* start GIVEN DATA *

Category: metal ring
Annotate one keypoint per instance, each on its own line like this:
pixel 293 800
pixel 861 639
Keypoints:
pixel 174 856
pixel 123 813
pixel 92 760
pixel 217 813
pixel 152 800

* end GIVEN DATA *

**DIRECTIONS**
Turn every line of the data above into a Markdown table with the columns Row and Line, numbering the lines in order and skipping any blank ones.

**RESPONSE TO THE TASK**
| Row | Line |
|---|---|
| 1 | Category: metal ring |
| 2 | Annotate one keypoint per instance, each on its own line like this: |
| 3 | pixel 293 800 |
| 4 | pixel 861 639 |
| 5 | Keypoints: |
| 6 | pixel 174 856 |
| 7 | pixel 123 813 |
| 8 | pixel 92 760 |
| 9 | pixel 217 813 |
| 10 | pixel 152 800 |